Who wouldn't want one of these for their front yard!? Also while here, we visited the campus of Iowa State University. Looks like one commuter drove their tractor to a school on this day ..Only in Iowa.
While here, we stumbled upon the Reiman Gardens which had some really creative and beautiful wind sculptures.
If you're ever in this area, we would highly recommend visiting the gardens. It's a great place for a casual stroll with plenty of plants and a variety of art work to view.
After a full day of sightseeing, we turned the truck around and headed back to the RV.
BUT ON THE WAY HOME ...
[Que the ominous music]
The skies grew dark.. Lightning flashed.. Winds swirled.. Birds began to fall from the sky..
It looked as if the long awaited Apocalypse was upon us!
And then we saw the reason why..
We knew it was only a matter of time. Although, it probably would have been prudent to speed away in the opposite direction, who can resist a good Zombie outbreak? "Aim for their heads!" I instructed Lorraine as we loaded weapons and headed down the dusty, dirt road.
Our anticipation mounted as our odometer counted out the distance.
As we crested the hill, we heard multiple gunshots coming from a cornfield in the distance. A battle of survival was obviously being waged! We saw an old farm up ahead. Pulling into the driveway, did we find a roving mass of stumbling, staggering lifeless corpses? No. Sadly, we found a shooting range holding some sort of special event.
Disappointed, we turned and headed for home.

Natural-language descriptions of regions:
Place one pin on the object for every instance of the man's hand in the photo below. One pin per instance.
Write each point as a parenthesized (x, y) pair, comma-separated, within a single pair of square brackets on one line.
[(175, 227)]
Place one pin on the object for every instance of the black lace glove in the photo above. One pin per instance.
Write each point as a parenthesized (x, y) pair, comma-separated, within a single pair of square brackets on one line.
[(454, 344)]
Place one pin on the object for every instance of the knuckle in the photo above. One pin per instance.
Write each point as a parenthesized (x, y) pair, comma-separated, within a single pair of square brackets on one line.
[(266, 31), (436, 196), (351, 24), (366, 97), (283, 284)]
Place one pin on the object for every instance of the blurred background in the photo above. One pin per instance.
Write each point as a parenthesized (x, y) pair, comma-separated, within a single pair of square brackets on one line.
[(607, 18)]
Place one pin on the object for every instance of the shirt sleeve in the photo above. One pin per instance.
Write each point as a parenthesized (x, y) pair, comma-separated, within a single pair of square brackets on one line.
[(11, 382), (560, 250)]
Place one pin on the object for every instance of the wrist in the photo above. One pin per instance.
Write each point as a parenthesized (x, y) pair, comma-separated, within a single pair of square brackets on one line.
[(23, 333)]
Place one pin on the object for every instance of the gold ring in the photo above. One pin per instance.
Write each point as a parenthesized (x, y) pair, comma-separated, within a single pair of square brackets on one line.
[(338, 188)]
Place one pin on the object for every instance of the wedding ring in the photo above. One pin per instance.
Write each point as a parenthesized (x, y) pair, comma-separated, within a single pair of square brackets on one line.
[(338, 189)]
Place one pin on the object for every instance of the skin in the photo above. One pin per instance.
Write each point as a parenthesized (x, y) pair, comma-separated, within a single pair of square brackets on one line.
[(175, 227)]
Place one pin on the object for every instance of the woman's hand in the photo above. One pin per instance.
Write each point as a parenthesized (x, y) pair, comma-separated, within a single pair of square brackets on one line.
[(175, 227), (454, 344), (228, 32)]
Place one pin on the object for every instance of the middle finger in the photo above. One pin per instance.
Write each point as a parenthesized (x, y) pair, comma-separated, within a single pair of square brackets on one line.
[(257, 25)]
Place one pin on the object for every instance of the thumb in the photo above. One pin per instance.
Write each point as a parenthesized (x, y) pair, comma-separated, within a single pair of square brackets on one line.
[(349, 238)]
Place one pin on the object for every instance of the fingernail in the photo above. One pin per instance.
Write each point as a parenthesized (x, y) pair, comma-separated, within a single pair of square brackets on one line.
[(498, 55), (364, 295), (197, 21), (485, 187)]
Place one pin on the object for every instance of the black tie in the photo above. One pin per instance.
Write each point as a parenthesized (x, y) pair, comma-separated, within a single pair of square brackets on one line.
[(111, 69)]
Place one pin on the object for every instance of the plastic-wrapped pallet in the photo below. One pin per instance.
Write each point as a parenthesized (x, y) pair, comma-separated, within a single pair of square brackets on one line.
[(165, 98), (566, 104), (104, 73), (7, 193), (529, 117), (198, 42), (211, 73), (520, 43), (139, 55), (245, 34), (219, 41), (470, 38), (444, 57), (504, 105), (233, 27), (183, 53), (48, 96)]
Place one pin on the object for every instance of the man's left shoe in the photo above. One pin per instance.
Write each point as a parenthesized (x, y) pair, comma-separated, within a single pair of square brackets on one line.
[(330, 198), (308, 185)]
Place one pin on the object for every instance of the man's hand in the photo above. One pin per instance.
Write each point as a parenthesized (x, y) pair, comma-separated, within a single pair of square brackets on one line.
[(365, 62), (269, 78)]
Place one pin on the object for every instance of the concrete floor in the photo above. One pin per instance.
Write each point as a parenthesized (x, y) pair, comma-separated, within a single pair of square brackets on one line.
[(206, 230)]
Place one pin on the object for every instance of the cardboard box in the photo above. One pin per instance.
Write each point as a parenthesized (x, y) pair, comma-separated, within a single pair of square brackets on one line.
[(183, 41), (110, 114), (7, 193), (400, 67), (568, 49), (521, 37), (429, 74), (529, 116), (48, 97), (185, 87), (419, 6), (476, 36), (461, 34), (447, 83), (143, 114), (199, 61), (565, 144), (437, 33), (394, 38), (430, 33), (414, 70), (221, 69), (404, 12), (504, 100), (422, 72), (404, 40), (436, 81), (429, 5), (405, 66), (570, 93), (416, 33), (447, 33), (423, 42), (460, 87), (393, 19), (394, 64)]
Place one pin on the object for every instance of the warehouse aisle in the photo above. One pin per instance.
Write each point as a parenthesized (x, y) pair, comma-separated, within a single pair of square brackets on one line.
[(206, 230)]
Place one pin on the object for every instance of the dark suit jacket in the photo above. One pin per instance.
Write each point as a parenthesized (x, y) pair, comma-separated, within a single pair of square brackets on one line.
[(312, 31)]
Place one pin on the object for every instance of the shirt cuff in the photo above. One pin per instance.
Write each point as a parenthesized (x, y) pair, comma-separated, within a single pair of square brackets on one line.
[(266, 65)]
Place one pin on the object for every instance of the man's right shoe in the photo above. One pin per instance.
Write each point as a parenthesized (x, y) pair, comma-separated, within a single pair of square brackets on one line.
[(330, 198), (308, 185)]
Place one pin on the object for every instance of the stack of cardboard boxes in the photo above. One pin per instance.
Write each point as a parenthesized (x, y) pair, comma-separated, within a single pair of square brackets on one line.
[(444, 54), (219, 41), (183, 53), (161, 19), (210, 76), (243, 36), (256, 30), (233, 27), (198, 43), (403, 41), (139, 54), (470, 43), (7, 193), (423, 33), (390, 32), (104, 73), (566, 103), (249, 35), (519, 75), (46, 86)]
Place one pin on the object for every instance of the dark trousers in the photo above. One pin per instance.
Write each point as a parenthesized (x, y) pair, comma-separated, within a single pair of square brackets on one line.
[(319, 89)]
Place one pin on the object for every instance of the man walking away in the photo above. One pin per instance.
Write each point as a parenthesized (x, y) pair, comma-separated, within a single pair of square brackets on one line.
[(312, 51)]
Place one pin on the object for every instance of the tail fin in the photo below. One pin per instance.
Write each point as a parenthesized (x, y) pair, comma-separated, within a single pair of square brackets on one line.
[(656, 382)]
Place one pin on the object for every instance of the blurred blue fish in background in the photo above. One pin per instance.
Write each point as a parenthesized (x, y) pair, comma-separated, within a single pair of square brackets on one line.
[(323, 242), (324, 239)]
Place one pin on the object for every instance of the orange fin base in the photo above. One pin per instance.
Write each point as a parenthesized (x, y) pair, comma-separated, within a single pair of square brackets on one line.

(Your instructions) Reproduce the entire Iowa travel post word for word. This material stands apart from the Iowa travel post above and is not part of it.

(Exercise output)
Who wouldn't want one of these for their front yard!? Also while here, we visited the campus of Iowa State University. Looks like one commuter drove their tractor to a school on this day ..Only in Iowa.
While here, we stumbled upon the Reiman Gardens which had some really creative and beautiful wind sculptures.
If you're ever in this area, we would highly recommend visiting the gardens. It's a great place for a casual stroll with plenty of plants and a variety of art work to view.
After a full day of sightseeing, we turned the truck around and headed back to the RV.
BUT ON THE WAY HOME ...
[Que the ominous music]
The skies grew dark.. Lightning flashed.. Winds swirled.. Birds began to fall from the sky..
It looked as if the long awaited Apocalypse was upon us!
And then we saw the reason why..
We knew it was only a matter of time. Although, it probably would have been prudent to speed away in the opposite direction, who can resist a good Zombie outbreak? "Aim for their heads!" I instructed Lorraine as we loaded weapons and headed down the dusty, dirt road.
Our anticipation mounted as our odometer counted out the distance.
As we crested the hill, we heard multiple gunshots coming from a cornfield in the distance. A battle of survival was obviously being waged! We saw an old farm up ahead. Pulling into the driveway, did we find a roving mass of stumbling, staggering lifeless corpses? No. Sadly, we found a shooting range holding some sort of special event.
Disappointed, we turned and headed for home.